ASSIGNMENT 1:
Decide whether each statement below agrees with the passage on inflammation, answering yes or no and quoting the words of the passage that settle it. (a) NF-κB is said to induce the transcription of COX-2. (b) Phenolic compounds are described as rarely found in dietary components. (c) Asthma is listed among diseases in whose pathogenesis NF-κB-driven inflammation is involved.
ASSIGNMENT 2:
Please carry on the passage on inflammation, starting right after its final sentence.

Inflammation is the primary response to infection or injury and is critical for both innate and adaptive immunity [1,2]. Inflammation can be measured by the use of various markers such as nuclear factor kappa-light-chain-enhancer of activated B cells (NF-κB), tumor necrosis factor-α (TNFα), cyclooxygenase (COX), and nitric oxide (NO). In particular, NF-κB is an important transcription factor that induces the transcription of proinflammatory mediators, such as inducible nitric oxide synthase (iNOS) and COX-2, which are involved in the activation of inflammatory and immune responses [3–5]. Since activation of NF-κB leads to inflammation that in turn is involved in the pathogenesis of many diseases such as asthma, rheumatoid arthritis, and inflammatory bowel disease , much attention has focused on the development of anti-inflammatory drugs targeting NF-κB .
Due to the resistance of such diseases to conventional treatment, as well as the side effects of presently available anti-inflammatory drugs, there is a pressing need for the development of novel anti-inflammatory drugs. In this regard, recent efforts are focusing on finding natural products that show anti-inflammatory properties . Several compounds have shown anti-inflammatory activity; among them, phenolic compounds have attracted great attention due to both their large distribution among dietary components and the variety of biological activities that they display .

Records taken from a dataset
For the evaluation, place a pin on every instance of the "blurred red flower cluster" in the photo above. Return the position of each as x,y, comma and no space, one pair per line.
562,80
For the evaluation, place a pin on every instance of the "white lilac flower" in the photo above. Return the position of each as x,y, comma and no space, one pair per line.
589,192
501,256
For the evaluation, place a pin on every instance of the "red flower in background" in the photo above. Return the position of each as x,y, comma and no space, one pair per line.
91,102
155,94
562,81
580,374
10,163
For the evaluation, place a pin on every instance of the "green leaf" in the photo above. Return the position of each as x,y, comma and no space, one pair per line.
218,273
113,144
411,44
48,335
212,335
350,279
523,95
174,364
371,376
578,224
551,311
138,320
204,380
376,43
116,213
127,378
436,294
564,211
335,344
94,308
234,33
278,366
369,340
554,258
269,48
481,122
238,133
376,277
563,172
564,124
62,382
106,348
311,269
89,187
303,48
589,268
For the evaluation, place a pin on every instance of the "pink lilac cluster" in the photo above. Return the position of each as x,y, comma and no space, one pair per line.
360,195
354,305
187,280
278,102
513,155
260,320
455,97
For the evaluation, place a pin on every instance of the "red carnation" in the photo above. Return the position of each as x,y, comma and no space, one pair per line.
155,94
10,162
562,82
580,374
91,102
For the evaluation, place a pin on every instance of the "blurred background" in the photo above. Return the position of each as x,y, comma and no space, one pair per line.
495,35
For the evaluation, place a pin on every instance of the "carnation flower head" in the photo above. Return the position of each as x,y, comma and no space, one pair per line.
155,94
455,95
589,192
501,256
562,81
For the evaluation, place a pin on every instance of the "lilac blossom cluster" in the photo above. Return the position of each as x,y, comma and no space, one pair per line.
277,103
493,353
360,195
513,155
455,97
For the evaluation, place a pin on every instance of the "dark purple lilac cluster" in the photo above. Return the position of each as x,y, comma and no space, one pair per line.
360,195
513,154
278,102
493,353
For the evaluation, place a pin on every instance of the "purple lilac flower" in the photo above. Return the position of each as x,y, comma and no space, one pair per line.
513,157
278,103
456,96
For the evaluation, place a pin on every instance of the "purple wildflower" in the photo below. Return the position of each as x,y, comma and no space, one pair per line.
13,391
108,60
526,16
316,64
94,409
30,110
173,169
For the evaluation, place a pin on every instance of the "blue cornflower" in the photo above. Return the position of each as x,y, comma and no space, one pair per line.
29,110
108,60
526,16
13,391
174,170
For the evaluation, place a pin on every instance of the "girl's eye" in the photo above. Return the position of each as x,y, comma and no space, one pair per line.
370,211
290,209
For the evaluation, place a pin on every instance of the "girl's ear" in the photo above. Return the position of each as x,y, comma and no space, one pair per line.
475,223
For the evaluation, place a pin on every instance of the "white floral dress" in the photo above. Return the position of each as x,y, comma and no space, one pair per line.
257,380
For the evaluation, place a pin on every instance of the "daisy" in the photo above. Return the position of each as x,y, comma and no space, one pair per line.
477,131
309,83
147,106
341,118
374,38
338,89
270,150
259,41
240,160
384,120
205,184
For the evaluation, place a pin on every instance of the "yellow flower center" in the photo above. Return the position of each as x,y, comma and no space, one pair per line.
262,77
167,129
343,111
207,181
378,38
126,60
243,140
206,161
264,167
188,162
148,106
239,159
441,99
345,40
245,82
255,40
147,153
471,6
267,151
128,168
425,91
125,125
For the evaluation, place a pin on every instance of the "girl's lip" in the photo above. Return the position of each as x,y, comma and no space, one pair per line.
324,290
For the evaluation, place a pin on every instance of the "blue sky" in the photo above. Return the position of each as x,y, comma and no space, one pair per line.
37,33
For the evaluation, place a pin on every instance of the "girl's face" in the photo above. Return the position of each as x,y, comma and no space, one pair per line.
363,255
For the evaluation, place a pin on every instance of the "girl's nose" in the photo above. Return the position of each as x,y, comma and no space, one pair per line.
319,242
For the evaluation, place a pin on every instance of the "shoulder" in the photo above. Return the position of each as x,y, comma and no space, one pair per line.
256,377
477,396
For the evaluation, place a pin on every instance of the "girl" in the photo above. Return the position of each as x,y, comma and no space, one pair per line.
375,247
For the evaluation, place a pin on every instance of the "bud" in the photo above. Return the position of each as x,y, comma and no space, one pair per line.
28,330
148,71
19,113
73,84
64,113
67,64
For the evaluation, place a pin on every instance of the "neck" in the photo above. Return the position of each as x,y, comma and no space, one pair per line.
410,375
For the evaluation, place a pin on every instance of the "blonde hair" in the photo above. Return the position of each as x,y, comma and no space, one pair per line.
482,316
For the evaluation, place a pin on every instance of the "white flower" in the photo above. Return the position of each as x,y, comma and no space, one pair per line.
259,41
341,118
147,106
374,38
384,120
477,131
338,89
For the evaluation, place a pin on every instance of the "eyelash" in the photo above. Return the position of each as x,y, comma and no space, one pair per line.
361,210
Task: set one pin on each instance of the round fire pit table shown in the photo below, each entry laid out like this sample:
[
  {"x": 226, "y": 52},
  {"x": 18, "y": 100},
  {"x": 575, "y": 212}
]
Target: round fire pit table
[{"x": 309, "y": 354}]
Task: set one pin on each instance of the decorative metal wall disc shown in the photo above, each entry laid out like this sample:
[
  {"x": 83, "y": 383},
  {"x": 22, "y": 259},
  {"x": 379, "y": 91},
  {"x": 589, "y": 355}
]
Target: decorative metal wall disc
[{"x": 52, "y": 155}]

WRITTEN ANSWER 1:
(a) Yes: "induces the transcription of proinflammatory mediators, such as inducible nitric oxide synthase (iNOS) and COX-2"
(b) No: "their large distribution among dietary components"
(c) Yes: "involved in the pathogenesis of many diseases such as asthma"

WRITTEN ANSWER 2:
Prunella vulgaris var. lilacina is a perennial herb that is widely distributed in Korea, China, Japan, and Europe. P. vulgaris var. lilacina has been used as a traditional medicine to alleviate sore throat, reduce fever, and accelerate wound healing. In addition, this herb has been shown to have anti-inflammatory, anti-oxidant, anti-allergic, anti-microbial, anti-viral, and free radical scavenging activities [10,11]. P. vulgaris var. lilacina contains various compounds which are flavonoids, triterpenoids, phenolic acids such as campherol, rutin, rosmarinic acid, caffeic acid, and tannins that provide a great assortment of biological properties .
Several studies related to P. vulgaris var. lilacina have provided evidence that the ethanol extracts of this herb can suppress inflammation by inhibiting nitrite and prostaglandin E2 (PGE2) production by macrophages, suppressing the NF-κB activity [13–16]. Nevertheless, the studies have not yet considered the anti-inflammatory effects of the various solvent fractions of P. vulgaris var. lilacina. Thus, in this study, we focused on evaluating the effects of the various solvent fractions from the ethanol extracts of P. vulgaris var. lilacina in preventing inflammation. We also investigated a potential mechanism for the anti-inflammatory effect of P. vulgaris var. lilacina in association with NF-κB inhibition.
2. Results and Discussion
2.1. Effect of P. vulgaris var. lilacina on Viability of RAW 264.7 Cells
The inhibitory effect of P. vulgaris var. lilacina on RAW 264.7 cell viability was determined by intracellular ATP content (Figure 1). Cells were treated with fractions of P. vulgaris var. lilacina at various concentrations (0, 10, 50, and 100 μg/mL) for 1 h and then co-incubated with lipopolysaccharides (LPS; 1 μg/mL) for an additional 24 h.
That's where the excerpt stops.